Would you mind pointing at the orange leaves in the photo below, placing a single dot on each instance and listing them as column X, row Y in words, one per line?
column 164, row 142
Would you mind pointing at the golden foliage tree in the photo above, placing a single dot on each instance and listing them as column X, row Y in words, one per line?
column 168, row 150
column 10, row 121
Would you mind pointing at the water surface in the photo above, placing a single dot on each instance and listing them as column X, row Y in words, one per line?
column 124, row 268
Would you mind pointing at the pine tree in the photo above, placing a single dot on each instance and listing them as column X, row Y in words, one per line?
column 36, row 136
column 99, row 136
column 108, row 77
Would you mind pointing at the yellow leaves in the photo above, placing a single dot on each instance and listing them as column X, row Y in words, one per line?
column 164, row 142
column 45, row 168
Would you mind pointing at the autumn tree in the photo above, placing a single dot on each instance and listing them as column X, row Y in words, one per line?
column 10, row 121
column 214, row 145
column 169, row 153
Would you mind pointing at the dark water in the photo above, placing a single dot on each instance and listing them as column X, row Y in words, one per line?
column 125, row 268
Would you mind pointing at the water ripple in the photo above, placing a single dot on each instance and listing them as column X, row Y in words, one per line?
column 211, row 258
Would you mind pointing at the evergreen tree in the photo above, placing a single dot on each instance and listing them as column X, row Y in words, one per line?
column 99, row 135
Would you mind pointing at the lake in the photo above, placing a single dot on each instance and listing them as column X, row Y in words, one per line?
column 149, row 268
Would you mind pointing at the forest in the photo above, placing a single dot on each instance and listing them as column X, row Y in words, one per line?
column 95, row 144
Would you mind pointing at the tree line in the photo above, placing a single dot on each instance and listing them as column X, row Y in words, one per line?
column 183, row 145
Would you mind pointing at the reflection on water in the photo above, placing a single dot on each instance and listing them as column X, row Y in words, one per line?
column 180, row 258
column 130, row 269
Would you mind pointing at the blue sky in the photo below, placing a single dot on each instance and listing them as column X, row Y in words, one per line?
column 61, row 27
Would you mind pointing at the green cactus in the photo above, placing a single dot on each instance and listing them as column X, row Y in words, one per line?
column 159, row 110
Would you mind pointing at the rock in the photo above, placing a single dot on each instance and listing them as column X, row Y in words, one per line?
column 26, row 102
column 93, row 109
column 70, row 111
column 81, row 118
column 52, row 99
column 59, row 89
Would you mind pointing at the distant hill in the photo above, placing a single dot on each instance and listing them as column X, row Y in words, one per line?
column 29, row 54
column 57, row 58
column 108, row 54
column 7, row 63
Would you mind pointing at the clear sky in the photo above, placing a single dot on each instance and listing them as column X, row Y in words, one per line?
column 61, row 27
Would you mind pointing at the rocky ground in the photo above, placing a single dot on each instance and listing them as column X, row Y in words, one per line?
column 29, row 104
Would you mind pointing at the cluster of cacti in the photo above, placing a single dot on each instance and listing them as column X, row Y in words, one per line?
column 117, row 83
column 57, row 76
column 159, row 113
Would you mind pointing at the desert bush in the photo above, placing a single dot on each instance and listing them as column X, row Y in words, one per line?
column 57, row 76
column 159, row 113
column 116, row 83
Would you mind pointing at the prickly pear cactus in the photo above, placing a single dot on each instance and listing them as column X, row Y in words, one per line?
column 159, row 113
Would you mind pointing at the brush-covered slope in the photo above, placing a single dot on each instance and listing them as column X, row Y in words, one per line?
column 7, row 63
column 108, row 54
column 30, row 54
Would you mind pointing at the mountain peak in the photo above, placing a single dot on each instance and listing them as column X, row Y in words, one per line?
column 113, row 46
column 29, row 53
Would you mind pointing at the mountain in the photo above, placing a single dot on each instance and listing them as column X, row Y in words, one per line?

+ + + +

• **Task directions**:
Please return the records above in their exact form.

• **Your solution**:
Would you mind pointing at the orange leaves in the photo below, placing a single dot on each instance and listing them as column X, row Y in words, one per line?
column 164, row 142
Would you mind pointing at the golden foliage tree in the photo above, placing a single dot on each instance and listing them as column X, row Y in words, one per line?
column 168, row 150
column 10, row 121
Would you mind pointing at the water surface in the photo above, placing a single dot on each instance and listing them as column X, row Y in words, one per line?
column 124, row 268
Would you mind pointing at the pine tree in the photo above, placing a single dot on each instance and listing them as column X, row Y in words, one per line?
column 36, row 136
column 99, row 136
column 108, row 77
Would you mind pointing at the yellow leaves in the photo above, placing a single dot on each instance and listing them as column X, row Y in words, one per line?
column 164, row 142
column 45, row 168
Would you mind pointing at the autumn tree in the photo above, placing a single dot on each instance and listing them as column X, row Y in words, one per line?
column 10, row 121
column 214, row 145
column 169, row 153
Would you mind pointing at the dark water in the photo above, placing a single dot on each instance and listing them as column X, row Y in words, one per line?
column 125, row 268
Would you mind pointing at the water ripple in the photo above, placing a single dot on each instance and listing them as column X, row Y in words, one per line?
column 211, row 258
Would you mind pointing at the evergreen tree in the photo above, placing a single dot on each instance and listing them as column X, row Y in words, one per line?
column 99, row 135
Would you mind pointing at the lake in the photo above, placing a single dot on each instance and listing them as column X, row Y in words, one per line?
column 149, row 268
Would you mind pointing at the forest in the photo above, placing a single dot on each instance and listing them as column X, row Y in words, one per line?
column 95, row 144
Would you mind pointing at the tree line in the photo above, placing a single dot on each instance and listing them as column X, row Y in words, one per line?
column 183, row 145
Would you mind pointing at the reflection on water in the photo above, placing a single dot on each instance and listing them as column X, row Y in words, one per line?
column 180, row 258
column 130, row 269
Would you mind pointing at the blue sky in the photo below, placing a single dot on each instance and listing them as column X, row Y in words, one per line?
column 61, row 27
Would you mind pointing at the green cactus in the photo above, placing a single dot on each instance and listing them as column X, row Y in words, one per line?
column 159, row 110
Would you mind pointing at the rock in the photo above, placing a single dot on each instance and listing them as column X, row Y in words, one per line?
column 26, row 102
column 93, row 109
column 70, row 111
column 81, row 118
column 52, row 99
column 59, row 89
Would you mind pointing at the distant hill in the photo above, placing a single dot on each instance and listing them as column X, row Y in words, one per line?
column 29, row 54
column 57, row 58
column 108, row 54
column 7, row 63
Would you mind pointing at the clear sky in the photo above, placing a single dot on each instance and listing them as column X, row Y in words, one per line?
column 61, row 27
Would you mind pointing at the rocky ground in the photo above, placing a single dot on each instance and listing them as column X, row Y in words, one per line?
column 29, row 104
Would you mind pointing at the cluster of cacti in the photo above, placing a single dot on each instance and listing them as column X, row Y in words, one per line?
column 117, row 83
column 57, row 76
column 159, row 113
Would you mind pointing at the desert bush in the photo above, placing a single dot on each instance and listing them as column X, row Y in words, one per line?
column 57, row 76
column 159, row 113
column 116, row 83
Would you mind pointing at the prickly pear cactus in the photo above, placing a single dot on each instance and listing them as column X, row Y in words, one per line?
column 159, row 113
Would you mind pointing at the brush-covered slope in the photo above, placing a single dot on each instance and listing them as column X, row Y in words, one per line?
column 7, row 63
column 108, row 54
column 30, row 54
Would you mind pointing at the mountain peak in the photo above, placing a single dot on each instance and listing them as column X, row Y in words, one per line?
column 113, row 46
column 29, row 53
Would you mind pointing at the mountain in the photo above, placing a single dot on each instance and listing them as column X, row Y in words, one per line?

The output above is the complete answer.